● **DATA IN THIS EXERCISE**
========

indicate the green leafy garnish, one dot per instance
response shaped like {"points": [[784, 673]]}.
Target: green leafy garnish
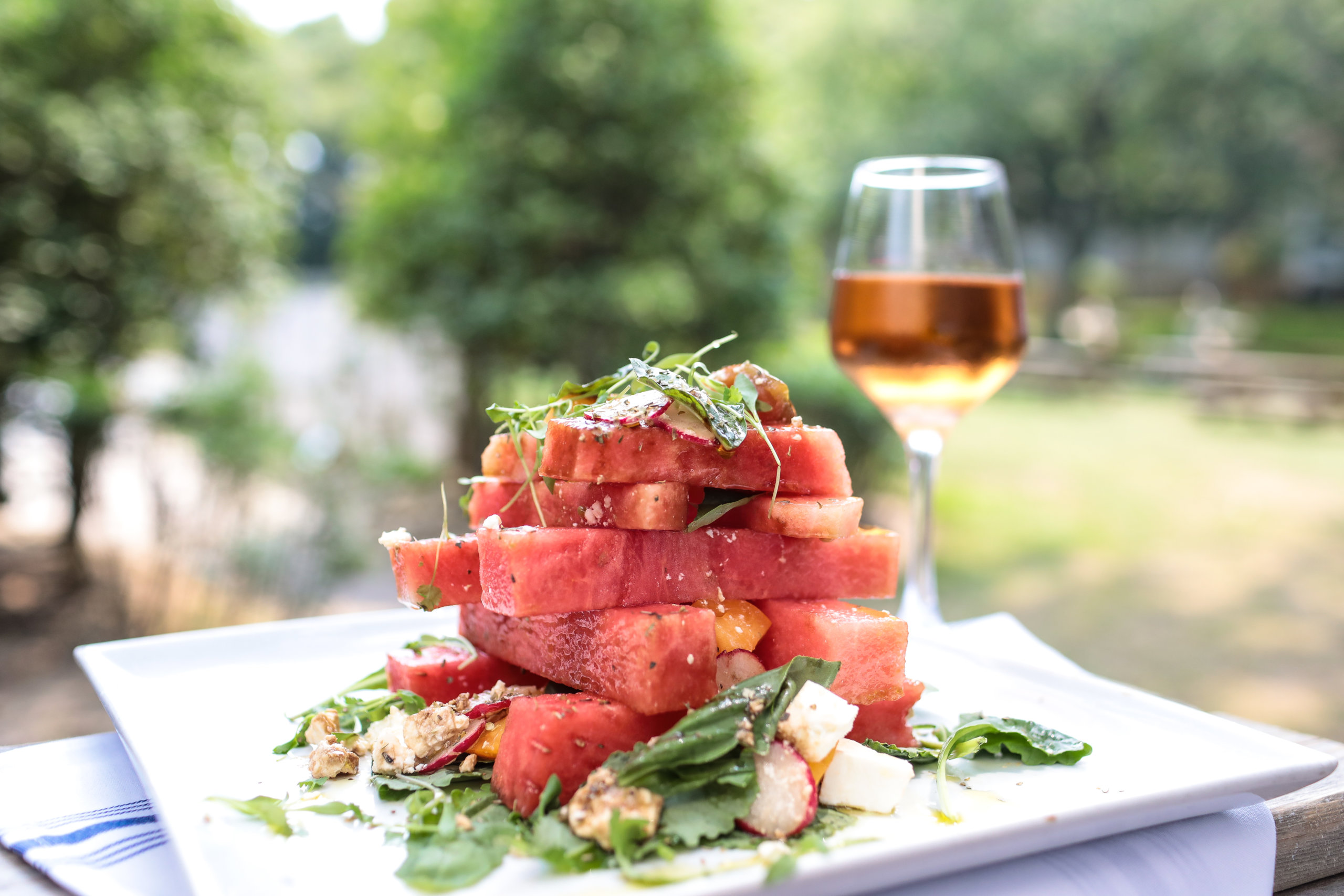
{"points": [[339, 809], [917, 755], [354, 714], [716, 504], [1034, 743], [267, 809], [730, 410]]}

========

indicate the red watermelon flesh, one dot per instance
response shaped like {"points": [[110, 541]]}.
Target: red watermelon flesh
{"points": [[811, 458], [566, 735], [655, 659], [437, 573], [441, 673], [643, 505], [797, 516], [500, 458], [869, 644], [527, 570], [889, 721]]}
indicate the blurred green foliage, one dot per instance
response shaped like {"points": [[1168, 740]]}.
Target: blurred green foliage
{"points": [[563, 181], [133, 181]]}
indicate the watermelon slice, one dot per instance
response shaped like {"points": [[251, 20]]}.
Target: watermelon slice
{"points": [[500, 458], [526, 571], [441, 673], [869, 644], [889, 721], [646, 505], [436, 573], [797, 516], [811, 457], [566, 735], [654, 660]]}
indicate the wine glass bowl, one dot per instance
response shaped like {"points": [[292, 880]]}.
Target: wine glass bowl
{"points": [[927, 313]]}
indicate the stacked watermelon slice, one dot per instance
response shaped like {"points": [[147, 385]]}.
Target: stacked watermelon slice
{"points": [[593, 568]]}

========

● **WHAT THIS TASK INVOLVES**
Pull out every line of the material above that contains the string "slice", and treat uppercase and lowercase letters as different.

● **TASK ANSWER**
indicate the watermelon slice, one dot per instance
Target: watermelon slice
indicate the stacked watermelon slice, one dot per instance
Target: stacked watermelon slice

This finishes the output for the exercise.